SELECTED EXCERPT -
_ _ _ _ _ _ _

MARCH8 inhibits influenza A virus infection by targeting viral M2 protein for ubiquitination-dependent degradation in lysosomes

The membrane-associated RING-CH (MARCH) proteins are E3 ligases that regulate the stability of various cellular membrane proteins. MARCH8 has been reported to inhibit the infection of HIV-1 and a few other viruses, thus plays an important role in host antiviral defense. However, the antiviral spectrum and the underlying mechanisms of MARCH8 are incompletely defined. Here, we demonstrate that MARCH8 profoundly inhibits influenza A virus (IAV) replication both in vitro and in mice. Mechanistically, MARCH8 suppresses IAV release through redirecting viral M2 protein from the plasma membrane to lysosomes for degradation. Specifically, MARCH8 catalyzes the K63-linked polyubiquitination of M2 at lysine residue 78 (K78). A recombinant A/Puerto Rico/8/34 virus carrying the K78R M2 protein shows greater replication and more severe pathogenicity in cells and mice. More importantly, we found that the M2 protein of the H1N1 IAV has evolved to acquire non-lysine amino acids at positions 78/79 to resist MARCH8-mediated ubiquitination and degradation. Together, our data support the important role of MARCH8 in host anti-IAV intrinsic immune defense by targeting M2, and suggest the inhibitory pressure of MARCH8 on H1N1 IAV transmission in the human population. The membrane-associated RING-CH (MARCH) proteins are E3 ligases regulating stability of plasma membrane (PM) proteins. Here, Liu et al. show that MARCH8 suppresses Influenza A virus infection in vitro and in vivo through redirecting M2 protein from the PM to lysosomes for degradation.

_ _ _ _ _ _ _

DATASET CONTENT -
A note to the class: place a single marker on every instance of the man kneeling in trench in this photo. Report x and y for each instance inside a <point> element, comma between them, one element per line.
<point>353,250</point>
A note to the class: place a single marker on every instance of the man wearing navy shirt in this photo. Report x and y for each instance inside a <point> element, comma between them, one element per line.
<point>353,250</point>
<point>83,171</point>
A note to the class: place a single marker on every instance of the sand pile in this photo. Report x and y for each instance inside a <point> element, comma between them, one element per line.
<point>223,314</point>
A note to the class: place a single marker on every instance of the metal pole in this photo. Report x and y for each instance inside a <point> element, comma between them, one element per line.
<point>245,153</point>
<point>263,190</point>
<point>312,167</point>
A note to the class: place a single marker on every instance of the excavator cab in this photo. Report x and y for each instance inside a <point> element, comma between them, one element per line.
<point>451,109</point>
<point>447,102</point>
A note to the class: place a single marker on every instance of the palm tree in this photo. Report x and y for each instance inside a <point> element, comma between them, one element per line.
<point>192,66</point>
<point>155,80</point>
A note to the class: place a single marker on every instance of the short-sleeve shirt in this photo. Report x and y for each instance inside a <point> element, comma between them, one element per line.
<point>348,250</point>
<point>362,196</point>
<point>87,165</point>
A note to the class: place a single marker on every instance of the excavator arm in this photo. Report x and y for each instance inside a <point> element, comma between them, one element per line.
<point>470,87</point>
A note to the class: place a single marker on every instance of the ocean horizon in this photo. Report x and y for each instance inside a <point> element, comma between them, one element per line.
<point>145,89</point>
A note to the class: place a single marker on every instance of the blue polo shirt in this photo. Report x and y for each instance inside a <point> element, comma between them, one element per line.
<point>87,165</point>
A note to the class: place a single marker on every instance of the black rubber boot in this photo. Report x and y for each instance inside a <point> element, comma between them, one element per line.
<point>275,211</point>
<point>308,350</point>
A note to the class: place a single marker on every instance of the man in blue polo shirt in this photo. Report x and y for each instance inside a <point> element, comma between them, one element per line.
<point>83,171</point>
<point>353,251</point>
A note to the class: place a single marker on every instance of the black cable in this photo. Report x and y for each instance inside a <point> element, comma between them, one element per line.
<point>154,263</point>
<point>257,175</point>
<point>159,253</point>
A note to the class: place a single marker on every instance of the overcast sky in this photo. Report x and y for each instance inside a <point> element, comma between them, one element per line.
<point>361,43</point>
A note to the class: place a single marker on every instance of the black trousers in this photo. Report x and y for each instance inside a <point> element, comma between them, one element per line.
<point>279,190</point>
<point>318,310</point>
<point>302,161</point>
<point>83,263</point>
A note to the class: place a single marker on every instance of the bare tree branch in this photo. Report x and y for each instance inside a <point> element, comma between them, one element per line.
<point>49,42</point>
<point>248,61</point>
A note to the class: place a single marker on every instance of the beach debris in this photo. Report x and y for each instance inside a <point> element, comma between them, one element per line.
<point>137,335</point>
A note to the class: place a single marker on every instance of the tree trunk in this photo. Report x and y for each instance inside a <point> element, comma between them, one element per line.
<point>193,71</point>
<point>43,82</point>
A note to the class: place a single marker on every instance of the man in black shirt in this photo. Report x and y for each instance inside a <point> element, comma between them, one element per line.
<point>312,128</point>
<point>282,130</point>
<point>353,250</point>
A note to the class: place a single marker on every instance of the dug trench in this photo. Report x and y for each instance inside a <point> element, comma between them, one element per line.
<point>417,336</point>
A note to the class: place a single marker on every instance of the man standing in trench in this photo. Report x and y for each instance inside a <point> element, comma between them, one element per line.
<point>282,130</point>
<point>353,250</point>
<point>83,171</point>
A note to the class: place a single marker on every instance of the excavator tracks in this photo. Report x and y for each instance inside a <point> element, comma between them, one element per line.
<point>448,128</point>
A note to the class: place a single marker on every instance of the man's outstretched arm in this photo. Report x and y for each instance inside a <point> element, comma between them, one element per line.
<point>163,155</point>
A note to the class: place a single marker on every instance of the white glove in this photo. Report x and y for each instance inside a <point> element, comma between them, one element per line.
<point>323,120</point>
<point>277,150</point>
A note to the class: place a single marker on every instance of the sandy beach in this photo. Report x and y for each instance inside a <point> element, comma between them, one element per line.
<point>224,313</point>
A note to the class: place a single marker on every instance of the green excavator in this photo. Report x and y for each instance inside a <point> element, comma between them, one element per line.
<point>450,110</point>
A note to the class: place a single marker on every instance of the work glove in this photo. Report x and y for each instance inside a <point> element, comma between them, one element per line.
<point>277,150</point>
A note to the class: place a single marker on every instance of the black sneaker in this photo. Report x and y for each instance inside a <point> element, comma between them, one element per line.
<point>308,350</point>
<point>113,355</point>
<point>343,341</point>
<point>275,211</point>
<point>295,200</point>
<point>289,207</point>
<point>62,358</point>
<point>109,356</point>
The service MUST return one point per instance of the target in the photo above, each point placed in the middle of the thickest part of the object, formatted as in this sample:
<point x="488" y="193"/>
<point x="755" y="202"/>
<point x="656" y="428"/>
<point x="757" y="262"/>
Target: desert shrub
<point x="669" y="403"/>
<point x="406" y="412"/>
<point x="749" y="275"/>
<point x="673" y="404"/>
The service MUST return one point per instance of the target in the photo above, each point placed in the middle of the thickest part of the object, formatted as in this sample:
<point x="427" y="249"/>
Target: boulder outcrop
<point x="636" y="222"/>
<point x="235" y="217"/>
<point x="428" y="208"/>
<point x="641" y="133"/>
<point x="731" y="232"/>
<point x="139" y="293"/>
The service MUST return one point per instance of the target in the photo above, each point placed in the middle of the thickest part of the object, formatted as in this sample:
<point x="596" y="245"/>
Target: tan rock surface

_ _ _ _ _ _ _

EXPLORE THE MATERIAL -
1. In the MARCH8 abstract, at which lysine residue of M2 does MARCH8 catalyze K63-linked polyubiquitination?
2. Write the next part of the MARCH8 abstract, starting after its last sentence.

ANSWERS TO THE TASKS -
1. Lysine residue 78 (K78).

2.
Automated summary

MARCH8 acts as an important player in the host anti-influenza virus defense by targeting M2 protein and inhibiting viral replication. The discovery that H1N1 influenza A virus has evolved to resist MARCH8-mediated ubiquitination and degradation sheds light on the inhibitory effects of MARCH8 on virus transmission within the human population.